**WHAT IS REQUIRED**
Write out again only the lines running from the one that contains "locate: twig | one point per instance" to the end of the records below, including both the first and the last.

**EXCERPTED RECORDS**
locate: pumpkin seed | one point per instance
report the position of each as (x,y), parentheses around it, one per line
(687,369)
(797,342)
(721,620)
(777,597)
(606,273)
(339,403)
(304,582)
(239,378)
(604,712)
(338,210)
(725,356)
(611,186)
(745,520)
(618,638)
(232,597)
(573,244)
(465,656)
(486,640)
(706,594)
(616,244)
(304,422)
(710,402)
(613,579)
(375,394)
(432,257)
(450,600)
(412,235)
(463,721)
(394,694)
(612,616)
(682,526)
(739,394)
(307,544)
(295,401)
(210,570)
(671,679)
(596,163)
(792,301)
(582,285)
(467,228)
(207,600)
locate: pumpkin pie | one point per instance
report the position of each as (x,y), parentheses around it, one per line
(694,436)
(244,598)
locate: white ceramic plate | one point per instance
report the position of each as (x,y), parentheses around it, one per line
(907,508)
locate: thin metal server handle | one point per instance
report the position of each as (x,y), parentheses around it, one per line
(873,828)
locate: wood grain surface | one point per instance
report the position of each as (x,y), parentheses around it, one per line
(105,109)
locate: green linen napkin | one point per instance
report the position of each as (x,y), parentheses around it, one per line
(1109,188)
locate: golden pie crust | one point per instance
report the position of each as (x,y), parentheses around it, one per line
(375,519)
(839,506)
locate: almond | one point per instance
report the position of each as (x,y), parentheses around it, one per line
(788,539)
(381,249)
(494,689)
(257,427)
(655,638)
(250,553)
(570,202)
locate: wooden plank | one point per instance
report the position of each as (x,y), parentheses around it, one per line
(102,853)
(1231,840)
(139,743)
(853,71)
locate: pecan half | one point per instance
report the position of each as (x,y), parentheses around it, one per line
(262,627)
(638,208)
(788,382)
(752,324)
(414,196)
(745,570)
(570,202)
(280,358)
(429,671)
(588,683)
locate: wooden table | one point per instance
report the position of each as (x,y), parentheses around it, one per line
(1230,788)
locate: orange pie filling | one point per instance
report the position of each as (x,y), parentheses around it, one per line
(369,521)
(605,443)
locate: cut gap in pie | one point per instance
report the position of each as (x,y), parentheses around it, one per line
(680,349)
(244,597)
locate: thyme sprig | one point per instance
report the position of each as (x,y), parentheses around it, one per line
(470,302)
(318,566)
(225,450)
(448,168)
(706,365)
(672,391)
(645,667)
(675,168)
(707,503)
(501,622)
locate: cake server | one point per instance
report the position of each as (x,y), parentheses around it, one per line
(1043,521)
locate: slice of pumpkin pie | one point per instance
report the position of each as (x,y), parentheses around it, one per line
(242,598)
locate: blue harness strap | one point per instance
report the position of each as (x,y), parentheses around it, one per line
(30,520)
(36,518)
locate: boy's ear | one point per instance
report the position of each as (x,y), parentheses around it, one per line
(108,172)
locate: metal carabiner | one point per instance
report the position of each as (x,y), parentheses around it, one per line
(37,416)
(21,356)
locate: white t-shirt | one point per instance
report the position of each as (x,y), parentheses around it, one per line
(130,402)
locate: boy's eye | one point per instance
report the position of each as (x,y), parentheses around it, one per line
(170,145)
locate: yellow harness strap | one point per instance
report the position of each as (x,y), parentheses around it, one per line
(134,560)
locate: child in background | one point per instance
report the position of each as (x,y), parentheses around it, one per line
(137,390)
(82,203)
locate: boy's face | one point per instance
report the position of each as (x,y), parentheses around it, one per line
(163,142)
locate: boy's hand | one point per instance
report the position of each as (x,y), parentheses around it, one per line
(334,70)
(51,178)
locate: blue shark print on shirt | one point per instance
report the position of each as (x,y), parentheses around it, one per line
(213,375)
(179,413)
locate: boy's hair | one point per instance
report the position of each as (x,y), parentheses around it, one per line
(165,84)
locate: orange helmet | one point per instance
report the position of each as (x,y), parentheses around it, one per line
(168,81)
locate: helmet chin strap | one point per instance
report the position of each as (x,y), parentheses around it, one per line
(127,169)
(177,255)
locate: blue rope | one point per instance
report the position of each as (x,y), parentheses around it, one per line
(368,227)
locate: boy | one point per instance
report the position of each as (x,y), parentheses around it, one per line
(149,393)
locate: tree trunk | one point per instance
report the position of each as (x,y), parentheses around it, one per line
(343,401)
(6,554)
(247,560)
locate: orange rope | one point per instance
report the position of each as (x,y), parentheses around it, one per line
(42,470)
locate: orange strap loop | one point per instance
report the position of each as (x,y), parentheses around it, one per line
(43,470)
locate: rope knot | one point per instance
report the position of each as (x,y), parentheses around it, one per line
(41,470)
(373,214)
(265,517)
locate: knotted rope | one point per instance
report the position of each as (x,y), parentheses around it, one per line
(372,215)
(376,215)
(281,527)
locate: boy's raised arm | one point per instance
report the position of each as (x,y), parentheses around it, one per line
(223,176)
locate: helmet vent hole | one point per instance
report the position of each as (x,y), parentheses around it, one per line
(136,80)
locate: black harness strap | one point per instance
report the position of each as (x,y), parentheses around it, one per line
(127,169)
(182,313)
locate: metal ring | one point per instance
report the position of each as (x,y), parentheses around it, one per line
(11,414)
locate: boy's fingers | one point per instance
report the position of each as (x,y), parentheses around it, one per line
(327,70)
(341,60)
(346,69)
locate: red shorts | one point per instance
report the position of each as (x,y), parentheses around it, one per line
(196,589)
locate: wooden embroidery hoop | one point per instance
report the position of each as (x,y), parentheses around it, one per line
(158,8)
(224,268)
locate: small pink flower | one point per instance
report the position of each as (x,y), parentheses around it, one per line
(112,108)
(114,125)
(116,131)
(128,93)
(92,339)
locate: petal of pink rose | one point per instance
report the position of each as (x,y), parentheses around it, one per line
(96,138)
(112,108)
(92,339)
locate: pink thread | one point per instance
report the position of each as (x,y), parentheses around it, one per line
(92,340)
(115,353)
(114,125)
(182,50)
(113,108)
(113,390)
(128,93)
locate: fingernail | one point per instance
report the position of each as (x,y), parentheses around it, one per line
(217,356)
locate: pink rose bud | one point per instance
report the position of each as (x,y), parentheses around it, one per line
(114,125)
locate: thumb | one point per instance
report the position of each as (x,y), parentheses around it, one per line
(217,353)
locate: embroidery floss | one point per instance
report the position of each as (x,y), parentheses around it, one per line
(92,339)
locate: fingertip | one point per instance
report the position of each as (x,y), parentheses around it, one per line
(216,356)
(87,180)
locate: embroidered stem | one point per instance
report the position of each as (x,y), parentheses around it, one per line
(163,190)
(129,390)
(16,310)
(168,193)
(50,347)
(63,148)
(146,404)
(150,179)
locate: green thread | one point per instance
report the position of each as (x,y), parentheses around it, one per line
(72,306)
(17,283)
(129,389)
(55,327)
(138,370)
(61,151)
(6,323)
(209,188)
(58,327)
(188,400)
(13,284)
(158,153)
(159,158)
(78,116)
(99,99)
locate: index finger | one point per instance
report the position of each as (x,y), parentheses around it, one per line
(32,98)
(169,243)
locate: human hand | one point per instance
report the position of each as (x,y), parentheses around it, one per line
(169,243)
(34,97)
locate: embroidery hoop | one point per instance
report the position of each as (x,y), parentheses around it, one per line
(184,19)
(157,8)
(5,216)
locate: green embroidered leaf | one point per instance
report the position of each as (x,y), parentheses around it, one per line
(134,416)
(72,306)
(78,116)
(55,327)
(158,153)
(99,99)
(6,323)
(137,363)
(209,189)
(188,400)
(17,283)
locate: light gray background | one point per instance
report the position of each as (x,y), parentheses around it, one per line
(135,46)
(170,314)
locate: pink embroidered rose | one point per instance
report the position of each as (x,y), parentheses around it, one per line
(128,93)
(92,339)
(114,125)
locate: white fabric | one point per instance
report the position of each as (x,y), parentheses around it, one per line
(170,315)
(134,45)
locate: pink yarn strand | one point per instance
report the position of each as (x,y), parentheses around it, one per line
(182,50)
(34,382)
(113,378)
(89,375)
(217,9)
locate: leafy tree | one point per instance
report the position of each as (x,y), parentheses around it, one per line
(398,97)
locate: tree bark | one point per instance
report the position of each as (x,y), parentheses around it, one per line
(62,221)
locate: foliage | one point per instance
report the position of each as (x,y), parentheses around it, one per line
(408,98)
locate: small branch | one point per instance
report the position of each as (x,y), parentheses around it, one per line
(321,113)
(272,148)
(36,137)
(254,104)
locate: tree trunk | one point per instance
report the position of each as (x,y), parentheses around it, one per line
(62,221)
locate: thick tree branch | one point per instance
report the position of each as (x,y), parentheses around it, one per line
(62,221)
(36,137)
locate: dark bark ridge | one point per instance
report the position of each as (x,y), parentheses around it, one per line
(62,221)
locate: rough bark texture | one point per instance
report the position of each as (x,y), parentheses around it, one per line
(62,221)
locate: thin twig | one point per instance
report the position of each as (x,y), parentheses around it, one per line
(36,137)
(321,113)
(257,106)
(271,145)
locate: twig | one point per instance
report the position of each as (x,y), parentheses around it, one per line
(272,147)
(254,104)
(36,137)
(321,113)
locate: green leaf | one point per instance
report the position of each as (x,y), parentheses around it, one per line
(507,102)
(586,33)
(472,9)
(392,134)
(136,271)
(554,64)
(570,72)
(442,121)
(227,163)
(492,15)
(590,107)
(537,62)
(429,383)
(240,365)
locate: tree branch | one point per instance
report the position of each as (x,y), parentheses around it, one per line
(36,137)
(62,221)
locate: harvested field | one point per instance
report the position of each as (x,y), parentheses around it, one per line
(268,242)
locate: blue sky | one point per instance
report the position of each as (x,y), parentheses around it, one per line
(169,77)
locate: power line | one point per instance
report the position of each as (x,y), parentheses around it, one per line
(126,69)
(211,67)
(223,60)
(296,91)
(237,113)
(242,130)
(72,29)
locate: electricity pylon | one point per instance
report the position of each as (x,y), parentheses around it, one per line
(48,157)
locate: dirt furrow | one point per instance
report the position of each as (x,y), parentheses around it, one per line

**EXERCISE ANSWER**
locate: twig | one point per instance
report the position of each as (x,y), parentheses around it, one per line
(272,147)
(254,104)
(36,137)
(321,113)
locate: green leaf | one point per instance
report the position of each as (x,y), parentheses around it, one per line
(507,102)
(586,33)
(472,9)
(392,134)
(136,271)
(554,64)
(570,72)
(442,121)
(227,163)
(492,15)
(590,107)
(537,62)
(429,383)
(240,365)
locate: tree branch | one point per instance
report the position of each as (x,y), parentheses around it, one per line
(36,137)
(62,221)
locate: harvested field | one point per instance
report the position of each as (x,y), parentheses around it, one per line
(268,242)
locate: blue sky | one point per instance
report the position of each as (x,y), parentheses around it, one per line
(169,77)
locate: power line | one point per instance
report the position of each as (x,y), parentheses around it, one per line
(126,69)
(211,67)
(223,60)
(296,91)
(237,113)
(242,130)
(72,29)
locate: electricity pylon | one point per instance
report the position of each as (x,y), parentheses around it, one per line
(48,157)
locate: dirt furrow | one point per instance
report the position of each as (x,y), parentheses around it, one per line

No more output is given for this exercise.